### Written task
Can you copy out the lines starting with the line with "obj: lab coat button" and going on through the line with "left=275, top=153, right=294, bottom=177", renaming "index finger" to "forefinger" and leaving everything else unchanged?

### Records to use

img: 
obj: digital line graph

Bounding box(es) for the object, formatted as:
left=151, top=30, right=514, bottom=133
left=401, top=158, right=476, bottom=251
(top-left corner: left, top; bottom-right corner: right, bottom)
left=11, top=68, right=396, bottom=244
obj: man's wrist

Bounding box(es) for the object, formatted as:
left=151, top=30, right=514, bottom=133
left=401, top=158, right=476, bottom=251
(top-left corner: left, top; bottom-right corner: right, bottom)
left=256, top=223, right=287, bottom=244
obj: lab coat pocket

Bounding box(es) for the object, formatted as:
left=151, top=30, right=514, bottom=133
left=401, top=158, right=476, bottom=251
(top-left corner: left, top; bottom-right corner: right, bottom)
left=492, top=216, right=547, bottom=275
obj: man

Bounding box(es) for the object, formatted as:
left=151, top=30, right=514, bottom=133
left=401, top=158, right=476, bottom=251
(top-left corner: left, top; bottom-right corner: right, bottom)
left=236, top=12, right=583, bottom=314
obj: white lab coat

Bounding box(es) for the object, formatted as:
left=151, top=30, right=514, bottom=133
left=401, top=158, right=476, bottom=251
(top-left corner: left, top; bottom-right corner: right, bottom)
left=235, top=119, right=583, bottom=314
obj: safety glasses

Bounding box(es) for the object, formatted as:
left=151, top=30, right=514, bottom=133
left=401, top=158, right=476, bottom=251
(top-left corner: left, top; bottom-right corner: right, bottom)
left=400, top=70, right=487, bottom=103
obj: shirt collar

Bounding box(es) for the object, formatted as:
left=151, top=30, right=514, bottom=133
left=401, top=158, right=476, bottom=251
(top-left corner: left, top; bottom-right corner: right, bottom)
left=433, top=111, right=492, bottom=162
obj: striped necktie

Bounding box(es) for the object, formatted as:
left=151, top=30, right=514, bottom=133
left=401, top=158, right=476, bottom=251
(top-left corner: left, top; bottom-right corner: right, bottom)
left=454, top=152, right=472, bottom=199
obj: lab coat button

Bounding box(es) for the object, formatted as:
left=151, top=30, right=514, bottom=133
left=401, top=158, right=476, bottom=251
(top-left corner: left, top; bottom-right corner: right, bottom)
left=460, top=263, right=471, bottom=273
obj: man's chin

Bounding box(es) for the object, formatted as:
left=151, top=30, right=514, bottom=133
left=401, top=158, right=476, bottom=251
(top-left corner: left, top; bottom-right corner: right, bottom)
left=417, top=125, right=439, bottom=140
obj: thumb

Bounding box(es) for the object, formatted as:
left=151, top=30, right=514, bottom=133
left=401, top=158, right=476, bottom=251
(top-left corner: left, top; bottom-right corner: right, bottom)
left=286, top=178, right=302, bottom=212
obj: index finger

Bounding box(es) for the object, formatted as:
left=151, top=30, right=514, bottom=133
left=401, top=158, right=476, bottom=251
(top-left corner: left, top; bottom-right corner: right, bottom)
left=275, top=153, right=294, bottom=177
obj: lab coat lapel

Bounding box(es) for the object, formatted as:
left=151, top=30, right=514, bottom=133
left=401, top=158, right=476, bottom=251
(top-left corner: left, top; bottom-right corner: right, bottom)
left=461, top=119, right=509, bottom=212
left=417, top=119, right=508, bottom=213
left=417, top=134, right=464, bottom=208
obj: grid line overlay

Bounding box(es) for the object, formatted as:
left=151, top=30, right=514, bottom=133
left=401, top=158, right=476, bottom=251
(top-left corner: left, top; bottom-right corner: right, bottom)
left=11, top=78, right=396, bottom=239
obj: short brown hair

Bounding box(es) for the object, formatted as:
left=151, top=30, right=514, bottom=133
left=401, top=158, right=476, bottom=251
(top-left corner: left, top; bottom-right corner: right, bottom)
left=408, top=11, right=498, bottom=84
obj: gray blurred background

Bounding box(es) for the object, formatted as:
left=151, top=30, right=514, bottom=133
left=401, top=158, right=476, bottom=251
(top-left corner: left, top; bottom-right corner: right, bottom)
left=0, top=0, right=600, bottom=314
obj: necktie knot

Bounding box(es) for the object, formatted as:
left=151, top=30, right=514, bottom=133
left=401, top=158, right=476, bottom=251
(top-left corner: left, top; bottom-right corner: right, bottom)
---
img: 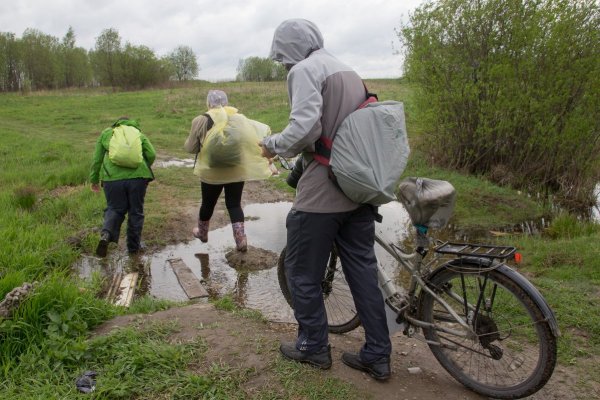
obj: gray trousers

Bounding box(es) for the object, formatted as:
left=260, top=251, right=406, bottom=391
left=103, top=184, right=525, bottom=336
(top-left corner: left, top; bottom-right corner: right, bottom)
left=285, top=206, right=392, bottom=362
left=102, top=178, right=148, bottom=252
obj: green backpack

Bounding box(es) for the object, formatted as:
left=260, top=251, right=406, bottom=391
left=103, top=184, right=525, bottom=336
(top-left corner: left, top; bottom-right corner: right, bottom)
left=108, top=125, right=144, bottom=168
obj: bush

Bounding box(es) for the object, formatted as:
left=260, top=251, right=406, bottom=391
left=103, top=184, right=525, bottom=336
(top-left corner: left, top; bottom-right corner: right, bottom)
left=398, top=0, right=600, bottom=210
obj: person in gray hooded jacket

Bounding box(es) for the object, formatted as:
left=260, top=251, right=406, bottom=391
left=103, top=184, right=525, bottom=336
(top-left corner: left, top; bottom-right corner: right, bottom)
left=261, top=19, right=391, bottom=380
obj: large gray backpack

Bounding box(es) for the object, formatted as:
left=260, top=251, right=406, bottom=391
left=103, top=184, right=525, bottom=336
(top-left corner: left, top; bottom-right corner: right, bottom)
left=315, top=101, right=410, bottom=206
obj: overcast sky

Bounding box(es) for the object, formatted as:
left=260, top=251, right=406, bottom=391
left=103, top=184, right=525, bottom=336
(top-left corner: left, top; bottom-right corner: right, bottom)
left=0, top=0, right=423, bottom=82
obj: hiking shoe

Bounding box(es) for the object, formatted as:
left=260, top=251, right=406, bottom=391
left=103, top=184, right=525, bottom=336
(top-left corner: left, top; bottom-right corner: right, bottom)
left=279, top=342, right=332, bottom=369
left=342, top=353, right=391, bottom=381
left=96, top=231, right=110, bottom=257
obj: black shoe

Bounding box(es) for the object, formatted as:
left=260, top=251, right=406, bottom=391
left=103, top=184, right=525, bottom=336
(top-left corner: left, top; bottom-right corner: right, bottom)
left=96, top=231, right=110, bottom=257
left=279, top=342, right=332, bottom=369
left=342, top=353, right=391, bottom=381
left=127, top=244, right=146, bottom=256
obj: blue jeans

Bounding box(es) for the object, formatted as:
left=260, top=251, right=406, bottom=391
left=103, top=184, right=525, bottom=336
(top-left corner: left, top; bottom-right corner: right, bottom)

### Finished task
obj: lab coat button

Bounding box(es) for the object, formatted as:
left=151, top=30, right=514, bottom=133
left=401, top=158, right=476, bottom=251
(top-left corner: left, top; bottom-right corner: right, bottom)
left=460, top=263, right=471, bottom=273
obj: man's chin

Bounding box(es) for the object, formatted as:
left=151, top=30, right=514, bottom=133
left=401, top=158, right=476, bottom=251
(top-left corner: left, top; bottom-right corner: right, bottom)
left=417, top=125, right=439, bottom=140
obj: thumb

Bounding box(es) for the object, formatted as:
left=151, top=30, right=514, bottom=133
left=401, top=158, right=476, bottom=251
(top-left corner: left, top; bottom-right corner: right, bottom)
left=286, top=178, right=302, bottom=212
obj: forefinger

Bounding box(es) for the object, formatted as:
left=151, top=30, right=514, bottom=133
left=401, top=158, right=476, bottom=251
(top-left corner: left, top; bottom-right corner: right, bottom)
left=275, top=153, right=294, bottom=177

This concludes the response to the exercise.